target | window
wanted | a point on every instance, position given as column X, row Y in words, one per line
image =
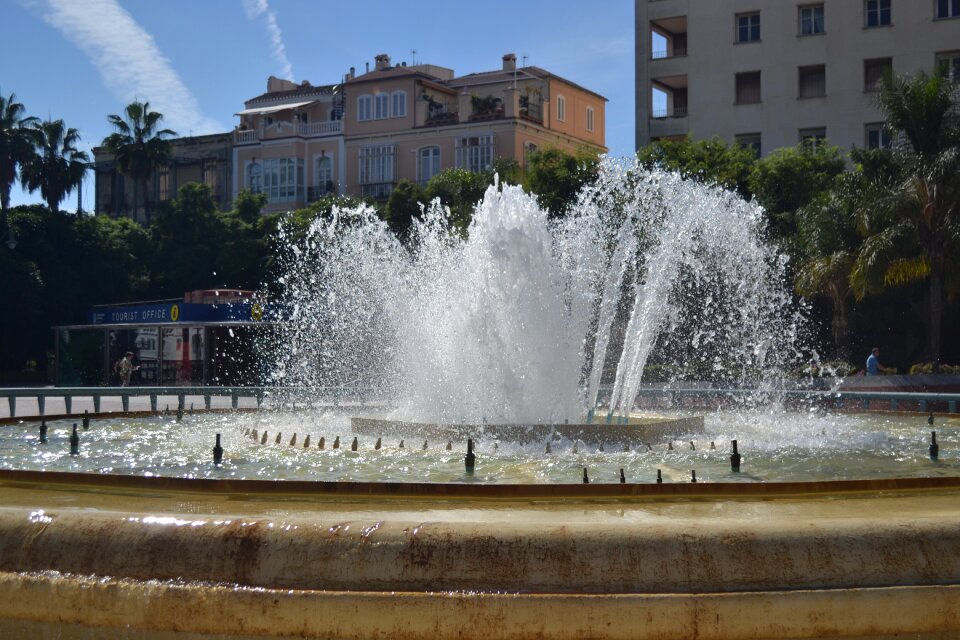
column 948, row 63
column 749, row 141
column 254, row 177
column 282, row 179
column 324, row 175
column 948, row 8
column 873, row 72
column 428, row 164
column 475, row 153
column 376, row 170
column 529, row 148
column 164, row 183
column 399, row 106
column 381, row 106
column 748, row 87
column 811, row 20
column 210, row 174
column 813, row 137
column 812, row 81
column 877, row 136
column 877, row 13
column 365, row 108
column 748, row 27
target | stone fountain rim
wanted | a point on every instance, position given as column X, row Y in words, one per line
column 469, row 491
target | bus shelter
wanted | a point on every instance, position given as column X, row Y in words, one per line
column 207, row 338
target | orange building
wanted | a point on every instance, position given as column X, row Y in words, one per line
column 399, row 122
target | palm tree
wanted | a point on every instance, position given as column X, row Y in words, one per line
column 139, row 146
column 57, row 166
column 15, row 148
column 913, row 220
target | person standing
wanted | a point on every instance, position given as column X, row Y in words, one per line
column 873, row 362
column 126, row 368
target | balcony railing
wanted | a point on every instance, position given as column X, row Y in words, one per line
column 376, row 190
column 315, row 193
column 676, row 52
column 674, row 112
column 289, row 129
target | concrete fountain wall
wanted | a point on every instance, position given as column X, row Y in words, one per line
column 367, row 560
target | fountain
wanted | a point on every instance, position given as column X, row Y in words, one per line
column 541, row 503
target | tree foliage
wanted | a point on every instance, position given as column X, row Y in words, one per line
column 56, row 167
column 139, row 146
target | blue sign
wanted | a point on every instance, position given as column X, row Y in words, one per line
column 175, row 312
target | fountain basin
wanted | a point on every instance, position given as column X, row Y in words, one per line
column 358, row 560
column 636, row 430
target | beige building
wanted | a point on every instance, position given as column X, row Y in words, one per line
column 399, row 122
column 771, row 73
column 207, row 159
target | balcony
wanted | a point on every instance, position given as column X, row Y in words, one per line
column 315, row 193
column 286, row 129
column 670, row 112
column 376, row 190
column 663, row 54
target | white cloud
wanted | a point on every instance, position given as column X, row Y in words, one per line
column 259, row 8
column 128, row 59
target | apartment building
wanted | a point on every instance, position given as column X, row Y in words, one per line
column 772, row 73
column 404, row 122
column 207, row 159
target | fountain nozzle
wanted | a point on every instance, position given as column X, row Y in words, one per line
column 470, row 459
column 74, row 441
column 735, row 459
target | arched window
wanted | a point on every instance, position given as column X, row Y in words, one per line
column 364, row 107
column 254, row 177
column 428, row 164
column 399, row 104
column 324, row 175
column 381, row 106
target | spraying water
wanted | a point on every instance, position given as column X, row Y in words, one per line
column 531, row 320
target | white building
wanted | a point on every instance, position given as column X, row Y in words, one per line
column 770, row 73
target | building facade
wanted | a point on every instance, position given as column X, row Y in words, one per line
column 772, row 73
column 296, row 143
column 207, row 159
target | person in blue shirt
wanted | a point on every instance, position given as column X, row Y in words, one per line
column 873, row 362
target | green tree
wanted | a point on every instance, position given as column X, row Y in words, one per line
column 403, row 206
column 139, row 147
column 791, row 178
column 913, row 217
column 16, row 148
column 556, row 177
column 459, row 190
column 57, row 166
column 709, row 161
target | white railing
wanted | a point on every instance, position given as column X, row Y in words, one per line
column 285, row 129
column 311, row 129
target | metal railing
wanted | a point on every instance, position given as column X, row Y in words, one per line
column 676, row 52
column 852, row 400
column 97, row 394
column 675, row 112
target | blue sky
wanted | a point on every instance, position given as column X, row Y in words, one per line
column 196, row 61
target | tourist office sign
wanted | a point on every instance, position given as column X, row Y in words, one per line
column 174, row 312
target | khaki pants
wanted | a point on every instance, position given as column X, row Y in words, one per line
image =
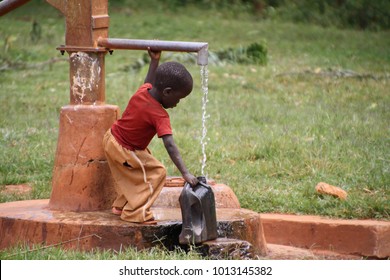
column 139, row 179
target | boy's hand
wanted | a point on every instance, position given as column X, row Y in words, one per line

■ ■ ■ ■ ■

TASK DESCRIPTION
Set down all the data again exactly as above, pictures excluded.

WORKED SOLUTION
target | window
wanted | a point on every instance, position given as column X, row Y in words, one per line
image =
column 948, row 63
column 749, row 141
column 254, row 177
column 282, row 179
column 324, row 175
column 948, row 8
column 873, row 72
column 428, row 164
column 475, row 153
column 376, row 170
column 529, row 148
column 164, row 183
column 399, row 106
column 381, row 106
column 748, row 87
column 811, row 20
column 210, row 174
column 813, row 137
column 812, row 81
column 877, row 136
column 877, row 13
column 365, row 108
column 748, row 27
target | stone fountain rim
wanted | a point on every instance, position given as column X, row Y in words, one per line
column 469, row 491
target | bus shelter
wanted | a point on every instance, position given as column X, row Y in words, one per line
column 207, row 338
target | orange building
wanted | a point on every instance, position given as column X, row Y in words, one per line
column 399, row 122
target | palm tree
wanted | a point on every instance, position given as column X, row Y in words, one per line
column 139, row 146
column 57, row 166
column 15, row 148
column 913, row 220
target | person standing
wanted | a point on every instance, position given as column X, row Y in words, one per line
column 873, row 362
column 126, row 368
target | balcony railing
wanted | a point on every instance, position given as column X, row Y in words, one per line
column 376, row 190
column 315, row 193
column 676, row 52
column 674, row 112
column 289, row 129
target | concrete fountain wall
wanted | a point on every instance, position given as column X, row Y in words, one per line
column 367, row 560
target | fountain
wanted | a point on every instance, position given as column X, row Y in words, one per line
column 541, row 503
target | tree foliage
wanted | a point on every instance, position given as column X, row Y in words, one per line
column 56, row 167
column 139, row 146
target | blue sign
wanted | a point on every instance, position given as column X, row Y in words, one per line
column 175, row 312
target | fountain basin
wanted | a point on every instance, position given as column X, row Y in words, one per line
column 358, row 560
column 636, row 430
target | beige building
wanted | a point on every instance, position given as column X, row Y in words, one per line
column 399, row 122
column 771, row 73
column 207, row 159
target | balcony
wanted | a point on every instance, position given as column X, row Y in words, one per line
column 315, row 193
column 286, row 129
column 670, row 112
column 376, row 190
column 663, row 54
target | white cloud
wanted | a point on every instance, position given as column X, row Y in words, one per line
column 259, row 8
column 128, row 59
target | apartment building
wanted | a point on every instance, position given as column X, row Y in words, one per line
column 772, row 73
column 404, row 122
column 207, row 159
target | fountain nozzle
wanted | a point on every instance, position given as column X, row Y in words, one per line
column 470, row 459
column 74, row 441
column 735, row 459
target | arched window
wanted | a point on every instance, position given as column X, row Y in words, one per line
column 364, row 107
column 254, row 177
column 428, row 164
column 399, row 104
column 324, row 175
column 381, row 106
target | spraying water
wanted | a point on every instance, position given as column X, row Y in words, one per line
column 531, row 320
target | white building
wanted | a point on every instance, position given as column X, row Y in words, one per line
column 770, row 73
target | building facade
wanted | a point on every instance, position given as column X, row Y in words, one per line
column 772, row 73
column 296, row 143
column 207, row 159
target | person in blue shirt
wanted | a point on every instance, position given as column X, row Y in words, one per line
column 873, row 362
target | green tree
wanted | a point on every instance, position given as column X, row Y in words, one per line
column 403, row 206
column 139, row 147
column 791, row 178
column 913, row 217
column 16, row 148
column 556, row 177
column 459, row 190
column 57, row 166
column 709, row 161
target | white railing
wanted | a point on every instance, position given as column X, row Y in words, one per line
column 285, row 129
column 311, row 129
target | metal railing
wanted | a point on every instance, position given as column X, row Y in words, one per line
column 676, row 52
column 852, row 400
column 97, row 394
column 675, row 112
target | blue sky
wanted | a point on every instance, position given as column X, row Y in words, one per line
column 196, row 61
target | tourist office sign
wanted | a point on every instance, position given as column X, row Y in words, one per line
column 174, row 312
target | khaki pants
wanted | a point on every instance, position given as column X, row Y in words, one per line
image =
column 139, row 179
target | boy's hand
wanted | a point on every instance, position given as column X, row Y in words, one per line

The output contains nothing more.